___ Document text ___

CHOICE LYRIC: "Is this a lasting treasure?"
The Hunger Games: Mockingjay, Pt. 1 (Original Motion Picture Soundtrack)
Lorde's Hunger Games soundtrack very clearly builds on Jay Z's 2013 hipster-bible curation for the Great Gatsby movie, and although the result undeniably reeks of indie cred, there are a few corners where the distinctions of master versus novice resonate. Take the front-loaded opening track, whose cast list reads like something she might have come up with before someone explained she had an entire album to work with, not just one song. There's almost a pungent scent of beard clippings, kombucha and corncob pipes: French deejay Stromae, 2010s rapper Pusha T, late 90s rapper Q-Tip, alt sister act du jour HAIM, and Lorde herself, natch, whose identification with Kanye West seems to stretch beyond the song of his she covers on tour (see Kanye's "rework" of Lorde's solo single "Yellow Flicker Beat"). It's a glam, sexy, perfectly tuned atmospheric opening statement (one that's unfortunately not lived up to by the rest of the soundtrack), and it reminds me of Mark Ronson's 2011 collaboration with Q-Tip and MNDR, "Bang Bang Bang." It's nice to hear Lorde anywhere, between albums as we are, plus I get a little thrill hearing the 17 year old anti-pop star seeming to sing "drop a molly in your glass" (I think she says "olive") with fucks given numbering zero.

___ Entries supplied ___

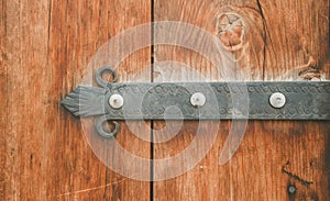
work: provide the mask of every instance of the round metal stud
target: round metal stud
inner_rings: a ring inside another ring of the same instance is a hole
[[[190,103],[193,104],[193,107],[200,108],[205,105],[205,102],[206,98],[201,92],[196,92],[190,97]]]
[[[285,102],[286,102],[286,98],[280,92],[275,92],[270,98],[271,105],[276,109],[283,108]]]
[[[109,99],[109,104],[113,109],[120,109],[123,105],[123,98],[120,94],[112,94]]]

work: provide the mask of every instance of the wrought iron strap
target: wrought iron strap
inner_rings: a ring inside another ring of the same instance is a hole
[[[164,82],[102,87],[79,86],[62,102],[75,115],[106,114],[108,120],[330,120],[330,82]],[[276,92],[285,98],[282,107],[270,102]],[[204,105],[193,105],[195,93],[205,97]],[[122,105],[110,105],[113,94],[122,97]]]

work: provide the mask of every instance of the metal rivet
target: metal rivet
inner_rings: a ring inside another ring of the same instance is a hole
[[[285,101],[286,101],[285,96],[280,92],[275,92],[270,98],[271,105],[277,109],[284,107]]]
[[[190,103],[193,104],[193,107],[202,107],[205,105],[205,102],[206,98],[201,92],[196,92],[190,98]]]
[[[120,109],[123,105],[123,98],[120,94],[112,94],[109,99],[109,104],[113,109]]]

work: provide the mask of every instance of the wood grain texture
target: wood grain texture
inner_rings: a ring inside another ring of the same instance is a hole
[[[147,200],[150,183],[121,177],[90,149],[80,121],[59,104],[98,48],[150,22],[145,1],[1,1],[1,190],[3,200]],[[143,49],[122,64],[150,64]],[[122,78],[124,80],[124,78]],[[4,97],[3,97],[4,96]],[[129,130],[122,146],[150,157]]]
[[[155,47],[155,63],[178,60],[206,80],[329,78],[329,43],[324,44],[329,42],[329,2],[155,0],[154,19],[195,24],[227,46],[238,64],[237,78],[219,76],[217,66],[193,51]],[[183,69],[175,70],[168,75],[189,77]],[[154,122],[155,130],[164,125]],[[209,135],[218,126],[206,158],[182,176],[155,181],[154,200],[329,200],[329,122],[249,121],[242,144],[223,166],[218,161],[231,122],[184,122],[175,137],[154,145],[153,156],[178,155],[191,144],[198,127]],[[194,155],[180,163],[191,160]],[[296,187],[295,193],[288,193],[290,186]]]

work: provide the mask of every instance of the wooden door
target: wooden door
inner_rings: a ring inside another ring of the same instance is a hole
[[[216,35],[238,64],[238,74],[244,75],[238,79],[329,80],[328,1],[21,0],[1,1],[0,13],[1,199],[330,199],[329,121],[249,121],[239,149],[222,166],[219,155],[231,121],[186,121],[175,137],[156,144],[140,139],[121,122],[117,141],[146,159],[180,153],[198,127],[205,135],[217,131],[212,148],[193,169],[153,181],[157,169],[151,163],[151,181],[141,181],[107,168],[91,150],[79,119],[59,103],[81,82],[89,62],[109,38],[156,21],[185,22]],[[150,32],[146,40],[157,41],[154,30]],[[185,64],[207,80],[227,79],[194,51],[155,45],[127,57],[119,80],[130,81],[151,63],[166,60]],[[156,80],[161,67],[151,68],[150,81]],[[175,70],[185,76],[184,69]],[[141,129],[152,139],[164,122],[146,125],[154,132]],[[290,193],[289,187],[296,191]]]

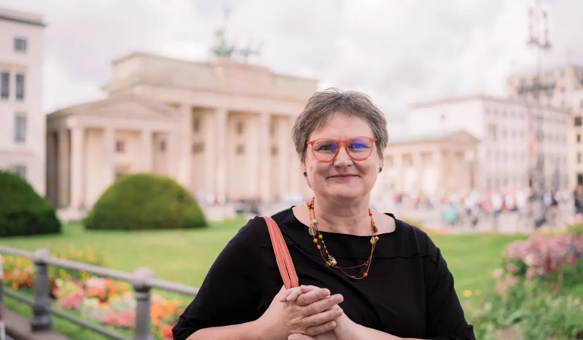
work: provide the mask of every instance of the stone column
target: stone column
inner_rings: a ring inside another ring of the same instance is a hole
[[[59,208],[65,208],[71,205],[71,138],[68,129],[59,129],[58,143],[57,201]]]
[[[281,195],[289,192],[291,156],[293,155],[290,153],[292,149],[292,124],[290,122],[292,119],[289,117],[285,117],[281,119],[279,122],[279,140],[280,143],[278,144],[278,157],[279,157],[279,192]]]
[[[229,112],[223,108],[217,108],[215,111],[215,124],[216,134],[215,140],[215,178],[216,191],[215,198],[219,204],[224,204],[227,201],[227,129],[228,128]]]
[[[434,151],[432,157],[433,158],[433,166],[435,167],[436,190],[438,191],[445,188],[445,183],[447,181],[441,150],[437,149]]]
[[[154,151],[153,137],[153,134],[152,130],[145,129],[142,131],[142,147],[140,151],[142,162],[140,168],[142,169],[142,171],[144,173],[153,172],[152,167],[152,154]],[[189,159],[189,160],[190,160]]]
[[[58,185],[57,185],[58,162],[57,159],[57,143],[54,132],[52,130],[47,131],[47,197],[53,205],[58,208]]]
[[[205,114],[204,128],[205,134],[205,191],[207,195],[212,195],[214,200],[216,198],[216,180],[215,162],[217,157],[216,142],[217,122],[215,115],[216,113],[208,111]],[[209,198],[209,197],[207,197]]]
[[[417,182],[417,190],[420,195],[425,190],[424,178],[423,178],[423,157],[420,152],[416,152],[412,155],[413,166],[415,167],[413,171],[415,171],[416,181]]]
[[[103,129],[103,162],[101,166],[101,192],[115,180],[115,132],[109,127]]]
[[[85,128],[71,129],[71,207],[74,210],[85,210]]]
[[[257,136],[259,139],[259,197],[263,203],[271,201],[270,181],[271,174],[271,136],[269,134],[269,122],[271,117],[269,113],[262,112],[259,117],[259,127]]]
[[[177,157],[178,182],[187,190],[191,190],[192,177],[192,108],[190,105],[180,107],[181,125],[177,144],[179,147]]]

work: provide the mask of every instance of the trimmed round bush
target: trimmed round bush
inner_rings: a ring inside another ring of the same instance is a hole
[[[192,229],[207,225],[195,198],[174,180],[125,176],[108,188],[84,221],[90,230]]]
[[[55,207],[24,178],[0,170],[0,237],[61,232]]]

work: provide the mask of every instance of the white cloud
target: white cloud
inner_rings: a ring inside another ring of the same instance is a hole
[[[254,62],[370,94],[385,113],[412,101],[504,94],[509,72],[532,68],[528,0],[19,0],[44,14],[45,108],[97,98],[110,62],[135,50],[208,57],[231,7],[229,36],[262,41]],[[583,1],[543,2],[553,50],[545,64],[583,64]],[[0,6],[14,6],[0,0]],[[570,59],[567,57],[570,55]]]

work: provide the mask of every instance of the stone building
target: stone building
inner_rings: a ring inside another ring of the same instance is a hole
[[[45,194],[42,16],[0,8],[0,169]]]
[[[60,209],[80,213],[136,172],[174,178],[203,204],[309,195],[290,132],[316,80],[222,58],[132,53],[112,66],[107,98],[47,115],[47,196]]]

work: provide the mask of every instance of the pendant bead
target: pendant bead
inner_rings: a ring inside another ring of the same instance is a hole
[[[368,209],[368,215],[370,216],[370,225],[373,229],[373,235],[370,238],[370,243],[372,245],[370,255],[368,257],[368,260],[366,261],[364,264],[360,265],[357,265],[353,267],[347,267],[342,268],[338,267],[338,261],[335,258],[329,254],[328,249],[326,248],[326,243],[324,242],[324,236],[319,233],[319,232],[317,229],[316,226],[318,225],[318,220],[316,219],[315,213],[314,211],[314,198],[312,199],[311,201],[307,202],[306,205],[308,206],[308,211],[310,213],[310,218],[311,220],[311,225],[308,229],[308,232],[310,233],[310,236],[312,237],[312,241],[316,244],[316,247],[319,250],[321,255],[322,255],[322,258],[324,260],[324,263],[326,264],[326,267],[332,267],[340,270],[342,273],[346,275],[347,276],[350,278],[353,281],[357,281],[361,279],[364,279],[368,276],[368,270],[370,267],[371,262],[373,260],[373,253],[374,251],[375,244],[377,241],[378,241],[378,236],[377,236],[377,233],[378,232],[378,229],[374,223],[374,219],[373,218],[373,212]],[[316,235],[318,237],[316,237]],[[322,245],[319,244],[319,241],[322,241]],[[324,247],[325,254],[323,254],[321,250],[322,247]],[[325,256],[327,256],[327,259],[325,258]],[[344,269],[354,269],[361,267],[364,267],[366,268],[366,271],[360,277],[357,277],[354,275],[350,275],[347,272],[345,272]]]

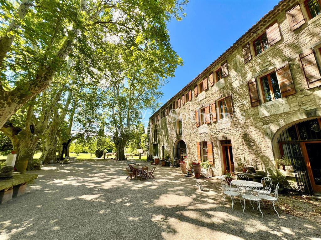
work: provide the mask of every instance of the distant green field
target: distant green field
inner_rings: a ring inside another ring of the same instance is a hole
[[[39,158],[40,157],[40,156],[41,156],[41,152],[37,153],[35,154],[35,155],[33,156],[33,159],[34,160],[37,160],[37,159],[39,159]],[[58,154],[58,153],[56,153],[56,154]],[[69,155],[71,157],[76,157],[78,159],[87,159],[89,160],[95,160],[95,159],[100,159],[99,158],[97,158],[96,156],[95,156],[95,154],[91,155],[91,157],[90,157],[90,153],[80,153],[78,154],[78,156],[77,156],[76,154],[74,153],[69,153]],[[115,157],[115,156],[108,156],[108,158],[113,158]],[[128,156],[127,157],[127,158],[128,159],[133,159],[135,160],[139,160],[138,159],[139,157],[138,156],[134,156],[132,157],[131,156]],[[0,156],[0,161],[2,160],[3,161],[4,160],[5,160],[7,158],[6,156]],[[147,156],[142,156],[142,158],[140,159],[142,161],[144,160],[146,161],[147,160]]]

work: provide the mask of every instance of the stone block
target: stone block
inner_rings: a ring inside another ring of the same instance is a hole
[[[6,203],[11,200],[13,192],[12,187],[7,190],[5,189],[0,191],[0,204]]]

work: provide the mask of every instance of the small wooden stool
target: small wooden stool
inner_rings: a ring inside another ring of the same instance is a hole
[[[198,187],[200,191],[202,191],[204,189],[206,189],[205,181],[204,180],[196,180],[196,186]]]

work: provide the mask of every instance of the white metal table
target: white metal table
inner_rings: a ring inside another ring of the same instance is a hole
[[[246,181],[245,180],[232,180],[231,181],[231,184],[236,186],[240,186],[243,183],[247,183],[249,185],[248,187],[251,187],[251,185],[254,185],[257,188],[262,188],[263,184],[260,182],[254,182],[253,181]]]

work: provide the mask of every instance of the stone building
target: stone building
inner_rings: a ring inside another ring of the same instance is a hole
[[[321,191],[320,65],[320,0],[281,1],[151,116],[151,154],[218,176],[285,156],[299,191]]]

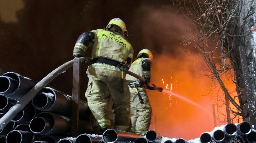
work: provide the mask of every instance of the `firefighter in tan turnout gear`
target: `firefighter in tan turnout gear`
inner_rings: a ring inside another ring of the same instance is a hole
[[[106,28],[83,33],[74,48],[73,56],[85,57],[92,47],[92,63],[86,71],[89,79],[85,97],[96,132],[111,128],[108,106],[112,100],[114,129],[127,131],[130,127],[130,94],[124,71],[132,62],[133,50],[125,38],[127,30],[119,18],[111,20]]]
[[[145,78],[146,83],[141,83],[138,79],[130,75],[127,75],[126,77],[131,93],[132,128],[130,131],[142,135],[146,133],[149,128],[152,110],[145,89],[154,90],[157,88],[154,85],[153,87],[147,86],[151,77],[153,58],[150,51],[143,49],[139,52],[129,70]]]

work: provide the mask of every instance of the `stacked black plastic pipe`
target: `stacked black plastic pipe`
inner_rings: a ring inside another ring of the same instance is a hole
[[[37,83],[13,72],[0,76],[0,118]],[[92,133],[87,103],[81,101],[80,104],[79,133]],[[72,107],[72,96],[43,88],[0,131],[0,143],[57,143],[69,137]]]

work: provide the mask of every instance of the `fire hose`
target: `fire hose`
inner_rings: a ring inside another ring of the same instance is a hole
[[[133,77],[136,77],[137,79],[139,79],[140,81],[142,81],[143,83],[145,83],[146,81],[146,80],[145,78],[135,73],[133,73],[129,71],[126,71],[124,72],[129,75],[131,75]],[[156,90],[159,92],[162,92],[163,91],[163,88],[161,87],[156,87],[155,85],[151,83],[147,83],[147,85],[150,87],[154,88],[155,87]]]

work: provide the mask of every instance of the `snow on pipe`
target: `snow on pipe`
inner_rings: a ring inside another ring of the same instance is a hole
[[[50,87],[42,89],[33,98],[32,103],[37,109],[71,117],[72,96]],[[89,120],[90,111],[87,103],[80,100],[80,118]]]
[[[228,124],[224,127],[223,131],[226,135],[228,137],[234,135],[237,132],[236,126],[232,123]]]
[[[5,113],[0,113],[0,118],[5,114]],[[0,130],[0,136],[5,136],[13,130],[17,125],[17,124],[14,122],[11,121],[2,130]]]
[[[80,133],[93,133],[92,126],[90,121],[80,120],[79,122]],[[29,124],[32,132],[41,135],[68,136],[71,127],[70,117],[50,112],[39,113]]]
[[[234,135],[229,137],[226,140],[228,143],[245,143],[245,140],[244,137],[240,135]]]
[[[247,143],[255,143],[256,142],[256,132],[252,131],[244,137]]]
[[[1,88],[0,85],[0,88]],[[16,104],[18,101],[14,99],[0,95],[0,111],[7,112]]]
[[[37,141],[33,142],[33,143],[49,143],[50,142],[44,141]]]
[[[20,100],[37,82],[14,72],[8,72],[0,76],[0,94]]]
[[[14,122],[23,124],[29,123],[36,116],[37,110],[32,104],[28,103],[12,119]]]
[[[0,143],[5,143],[6,137],[0,137]]]
[[[32,133],[25,131],[14,130],[10,132],[6,136],[6,143],[30,143],[33,137]]]
[[[252,131],[252,126],[247,122],[243,122],[237,125],[237,133],[241,136],[248,134]]]
[[[0,94],[9,94],[14,92],[19,85],[19,81],[6,76],[0,76]]]
[[[141,136],[137,133],[114,129],[108,129],[105,131],[102,135],[102,139],[105,143],[112,142],[133,142],[137,138]]]
[[[66,137],[61,139],[58,143],[74,143],[75,139],[73,137]]]
[[[154,130],[149,130],[146,133],[145,137],[149,142],[151,142],[161,137],[162,136]]]
[[[208,133],[204,133],[201,134],[199,137],[201,143],[210,143],[211,141],[211,137]]]
[[[188,143],[188,142],[184,139],[179,138],[176,140],[175,143]]]
[[[163,142],[163,143],[174,143],[170,140],[167,140]]]
[[[60,139],[66,137],[56,136],[44,136],[40,137],[33,143],[57,143]]]
[[[102,136],[85,133],[78,136],[76,139],[75,143],[100,143],[102,141]]]
[[[134,141],[134,143],[148,143],[148,140],[146,138],[140,137],[137,138]],[[166,142],[165,143],[173,143],[172,142]]]
[[[33,135],[33,141],[34,141],[37,140],[41,136],[39,135],[32,133],[29,129],[29,125],[25,124],[23,124],[18,125],[14,128],[13,130],[26,131],[31,133]]]
[[[220,142],[224,140],[225,134],[223,131],[218,129],[213,132],[212,139],[216,142]]]

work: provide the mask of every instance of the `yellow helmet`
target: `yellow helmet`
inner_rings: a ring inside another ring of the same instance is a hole
[[[108,22],[108,24],[106,28],[109,28],[111,24],[115,24],[118,26],[122,29],[123,33],[124,33],[124,32],[125,31],[125,30],[126,30],[126,28],[125,27],[125,23],[124,23],[124,21],[121,20],[120,18],[117,18],[111,19],[109,22]]]
[[[152,53],[148,49],[144,49],[139,52],[138,54],[138,55],[137,55],[137,57],[138,57],[140,56],[143,53],[147,54],[148,56],[148,58],[150,60],[152,61],[153,60],[153,55],[152,54]]]

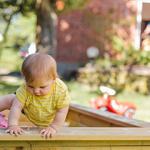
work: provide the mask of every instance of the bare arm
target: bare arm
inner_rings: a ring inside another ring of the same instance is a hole
[[[10,108],[8,116],[8,126],[18,125],[21,115],[22,104],[15,98]]]
[[[63,125],[63,123],[66,119],[68,108],[69,108],[69,106],[59,109],[57,111],[54,121],[50,124],[50,126],[41,130],[40,133],[43,137],[49,138],[56,134],[56,132]]]
[[[23,129],[18,126],[21,110],[22,104],[15,98],[8,116],[8,129],[6,130],[7,133],[18,136],[24,132]]]

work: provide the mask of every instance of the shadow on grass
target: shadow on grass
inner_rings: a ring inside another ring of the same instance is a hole
[[[14,93],[16,89],[19,87],[19,84],[7,83],[4,81],[0,81],[0,95]]]

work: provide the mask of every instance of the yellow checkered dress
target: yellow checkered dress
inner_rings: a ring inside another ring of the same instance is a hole
[[[47,95],[35,96],[29,93],[23,84],[17,89],[16,97],[23,104],[27,118],[37,126],[48,126],[57,110],[68,106],[70,102],[68,88],[58,78]]]

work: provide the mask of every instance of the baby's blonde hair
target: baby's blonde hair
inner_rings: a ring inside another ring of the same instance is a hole
[[[58,76],[55,59],[43,53],[29,55],[24,60],[21,71],[28,83],[42,81],[45,78],[55,80]]]

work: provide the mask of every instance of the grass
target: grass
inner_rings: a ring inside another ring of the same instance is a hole
[[[15,51],[6,49],[0,59],[0,68],[9,71],[19,70],[22,60]],[[13,93],[16,91],[22,80],[18,78],[3,78],[0,76],[0,95]],[[93,91],[89,86],[78,83],[77,81],[66,82],[69,87],[72,103],[89,106],[89,100],[99,95],[98,91]],[[131,91],[124,91],[116,95],[120,101],[131,101],[137,106],[135,118],[150,121],[150,96],[141,95]]]
[[[89,100],[100,95],[98,92],[92,92],[89,86],[76,81],[67,82],[67,85],[73,103],[89,106]],[[150,96],[141,95],[131,91],[124,91],[123,93],[116,95],[116,99],[121,102],[133,102],[137,107],[134,118],[150,122]]]

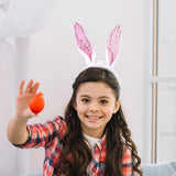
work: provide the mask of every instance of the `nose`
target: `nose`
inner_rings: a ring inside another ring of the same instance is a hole
[[[99,110],[97,102],[91,102],[89,106],[89,110],[92,112],[97,112]]]

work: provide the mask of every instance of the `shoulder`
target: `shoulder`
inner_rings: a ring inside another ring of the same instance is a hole
[[[129,146],[123,147],[122,163],[132,163],[132,151]]]

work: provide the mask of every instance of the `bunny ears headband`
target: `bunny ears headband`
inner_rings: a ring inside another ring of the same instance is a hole
[[[78,23],[75,23],[74,26],[75,26],[75,36],[78,50],[84,55],[87,64],[90,66],[99,65],[100,63],[98,62],[95,63],[96,53],[92,46],[90,45],[90,42],[85,35],[84,29]],[[114,64],[119,55],[120,44],[121,44],[121,29],[119,25],[117,25],[112,30],[108,38],[108,44],[106,47],[106,61],[103,64],[102,63],[100,64],[101,66],[110,68]]]

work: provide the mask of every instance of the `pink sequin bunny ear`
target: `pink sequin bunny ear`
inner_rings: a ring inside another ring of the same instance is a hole
[[[119,54],[119,50],[120,50],[120,45],[121,45],[121,29],[120,25],[117,25],[108,40],[108,44],[107,44],[107,62],[109,66],[112,66],[112,64],[114,63],[114,61],[118,57]]]
[[[95,52],[90,45],[90,42],[85,35],[84,29],[78,23],[75,23],[74,28],[75,28],[75,36],[76,36],[77,46],[80,53],[84,55],[87,64],[94,63]]]

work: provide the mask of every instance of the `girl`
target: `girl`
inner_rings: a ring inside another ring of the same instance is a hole
[[[94,61],[94,50],[82,28],[75,24],[78,47]],[[109,64],[119,52],[120,28],[107,46]],[[65,118],[26,124],[37,114],[29,109],[40,84],[20,84],[16,109],[8,125],[8,138],[18,147],[45,148],[43,176],[142,176],[141,158],[120,105],[120,85],[108,68],[91,66],[73,85]]]
[[[141,160],[131,139],[119,101],[120,86],[105,68],[81,72],[73,85],[65,119],[28,124],[36,117],[29,101],[38,89],[30,80],[20,84],[16,109],[8,125],[8,138],[18,147],[45,148],[43,176],[133,176]]]

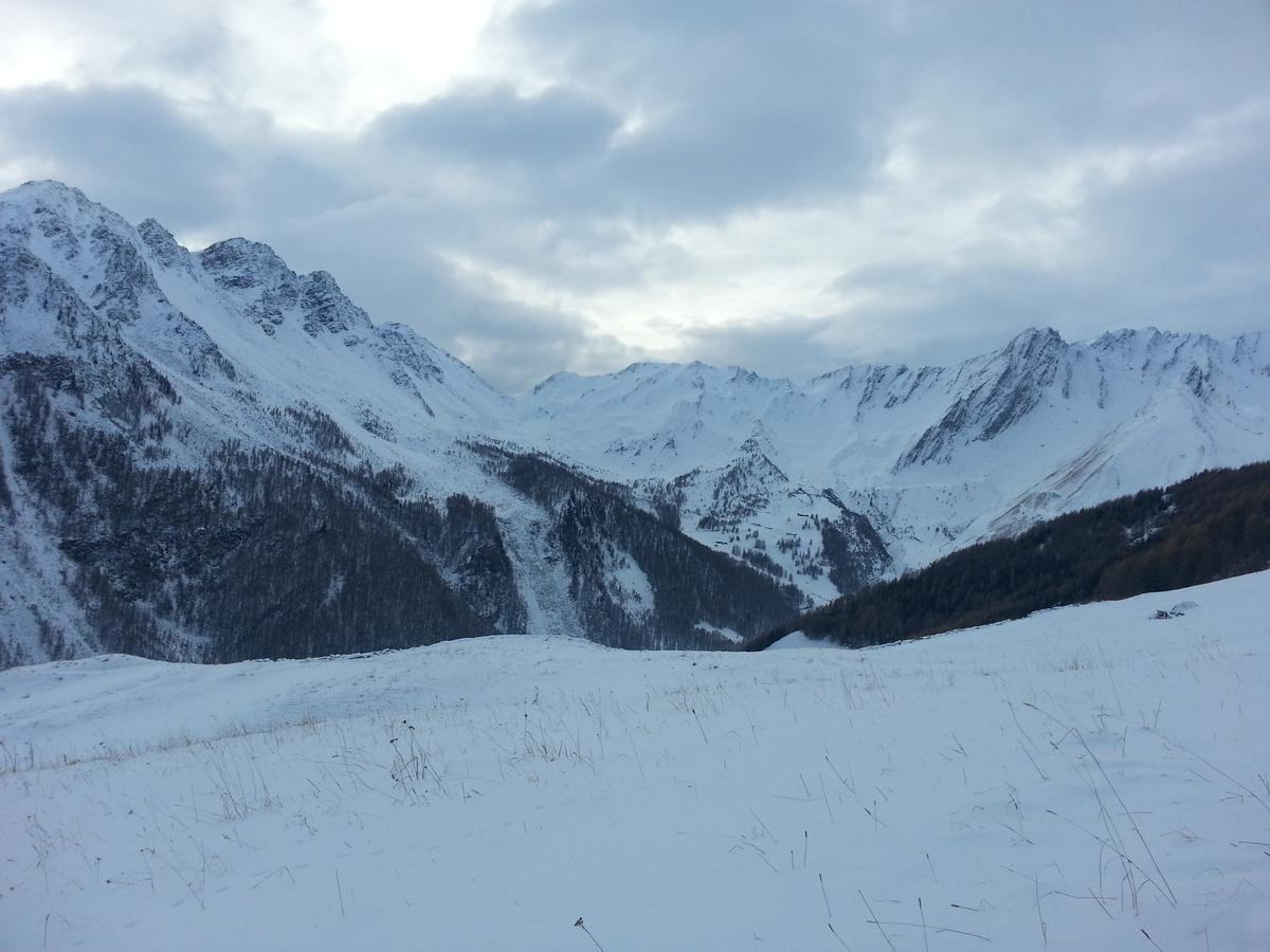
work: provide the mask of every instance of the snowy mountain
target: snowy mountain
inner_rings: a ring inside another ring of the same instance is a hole
[[[697,538],[761,541],[798,584],[831,598],[842,586],[806,572],[806,553],[829,548],[826,520],[871,527],[881,546],[856,532],[857,559],[888,572],[1270,458],[1270,338],[1147,329],[1073,344],[1027,330],[952,367],[846,367],[796,385],[635,364],[558,374],[526,402],[574,457],[674,487]]]
[[[801,600],[511,444],[514,401],[329,274],[57,183],[0,195],[0,664],[721,645]]]
[[[1031,330],[955,367],[635,364],[512,399],[265,245],[0,193],[0,664],[721,646],[1264,458],[1261,334]]]

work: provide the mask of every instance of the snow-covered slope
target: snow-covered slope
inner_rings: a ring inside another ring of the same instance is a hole
[[[819,542],[808,514],[832,517],[836,496],[881,534],[885,570],[1270,458],[1270,338],[1147,329],[1071,344],[1029,330],[955,367],[847,367],[800,385],[634,364],[556,374],[525,404],[574,457],[673,482],[704,541],[757,533],[768,553],[781,539],[806,552]]]
[[[620,487],[545,489],[514,401],[325,272],[243,239],[192,254],[58,183],[0,194],[0,666],[491,632],[712,645],[702,631],[754,633],[800,602]],[[583,592],[578,500],[726,597],[631,613],[621,585]]]
[[[1264,948],[1267,618],[1262,572],[859,652],[3,671],[0,935]]]
[[[0,665],[411,625],[687,646],[1270,458],[1270,343],[1030,330],[955,367],[645,363],[512,399],[265,245],[190,253],[28,183],[0,193]]]

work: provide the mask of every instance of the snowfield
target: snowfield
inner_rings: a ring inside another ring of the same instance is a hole
[[[18,668],[0,947],[1265,949],[1267,725],[1265,572],[866,651]]]

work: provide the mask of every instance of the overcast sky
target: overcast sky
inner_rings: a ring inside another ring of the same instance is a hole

___

**What is being asked:**
Answer these questions from the soundtrack review:
(a) Whose curation for which movie does the review say Lorde's soundtrack builds on, and in what year?
(b) Which 2011 collaboration does the opening track remind the reviewer of, and who worked on it?
(c) What word does the reviewer think Lorde actually sings in place of "molly"?
The rows that accompany this page are separate material and are unrelated to the soundtrack review.

**Exercise response:**
(a) Jay Z's 2013 curation for the Great Gatsby movie.
(b) "Bang Bang Bang," Mark Ronson's collaboration with Q-Tip and MNDR.
(c) "Olive."